** START **
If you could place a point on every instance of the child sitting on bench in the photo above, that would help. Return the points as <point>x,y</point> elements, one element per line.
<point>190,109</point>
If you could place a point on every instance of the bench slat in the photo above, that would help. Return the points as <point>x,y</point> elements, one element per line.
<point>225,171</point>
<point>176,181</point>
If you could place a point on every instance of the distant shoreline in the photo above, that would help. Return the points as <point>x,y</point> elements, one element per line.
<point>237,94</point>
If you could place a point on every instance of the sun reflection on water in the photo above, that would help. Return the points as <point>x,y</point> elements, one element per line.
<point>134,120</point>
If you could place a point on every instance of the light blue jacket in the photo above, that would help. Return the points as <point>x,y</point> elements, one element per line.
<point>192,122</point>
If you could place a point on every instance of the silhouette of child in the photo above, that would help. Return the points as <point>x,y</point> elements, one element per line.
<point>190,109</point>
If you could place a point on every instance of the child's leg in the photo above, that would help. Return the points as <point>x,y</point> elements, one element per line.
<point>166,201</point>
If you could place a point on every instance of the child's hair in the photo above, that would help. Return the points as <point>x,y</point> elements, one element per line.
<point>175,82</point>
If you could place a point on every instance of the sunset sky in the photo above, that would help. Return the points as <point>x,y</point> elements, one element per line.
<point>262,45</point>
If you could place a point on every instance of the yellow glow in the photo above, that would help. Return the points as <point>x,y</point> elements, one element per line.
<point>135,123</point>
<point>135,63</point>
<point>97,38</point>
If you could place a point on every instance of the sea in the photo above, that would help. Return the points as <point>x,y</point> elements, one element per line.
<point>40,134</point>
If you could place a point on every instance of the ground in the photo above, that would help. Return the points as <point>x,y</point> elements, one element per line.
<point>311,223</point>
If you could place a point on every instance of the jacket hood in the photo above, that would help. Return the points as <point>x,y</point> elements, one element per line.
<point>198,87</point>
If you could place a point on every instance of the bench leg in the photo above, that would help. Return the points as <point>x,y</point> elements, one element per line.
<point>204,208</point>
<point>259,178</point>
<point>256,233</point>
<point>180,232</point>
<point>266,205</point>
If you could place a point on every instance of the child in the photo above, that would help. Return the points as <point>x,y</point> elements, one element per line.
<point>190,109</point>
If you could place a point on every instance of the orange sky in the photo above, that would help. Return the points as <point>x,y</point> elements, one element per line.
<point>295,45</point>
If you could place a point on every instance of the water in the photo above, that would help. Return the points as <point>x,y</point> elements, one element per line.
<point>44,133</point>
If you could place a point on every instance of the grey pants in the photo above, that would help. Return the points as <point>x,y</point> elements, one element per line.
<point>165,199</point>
** END **
What you need to do: Give the lines of the material as a JSON list of strings, one string per line and blank lines left out, starting at the line that contains "the sun reflection" and ending at the line that contains "<point>262,45</point>".

Correct response:
[
  "If you could place a point on every instance of the sun reflection on water in the photo above, that would help. Return the points as <point>x,y</point> elements, one element per line.",
  "<point>134,120</point>",
  "If you could place a point on every instance of the light blue jacket in the photo above, that would help. Return the points as <point>x,y</point> elements, one element per line.",
  "<point>192,122</point>",
  "If you could place a point on every instance of the silhouette of child in the photo above, that would help. Return the points as <point>x,y</point> elements, one element per line.",
  "<point>190,109</point>",
  "If you could place a point on every instance of the child's leg in the photo above, that would help. Return the points as <point>x,y</point> elements, one element per line.",
  "<point>166,201</point>",
  "If you could place a point on every instance of the child's hair in the photo above, that would help. Return the points as <point>x,y</point> elements, one element per line.",
  "<point>175,82</point>",
  "If you could place a point on every instance of the sunset sky in the photo above, that would help. Return the points as <point>x,y</point> elements, one element per line.",
  "<point>262,45</point>"
]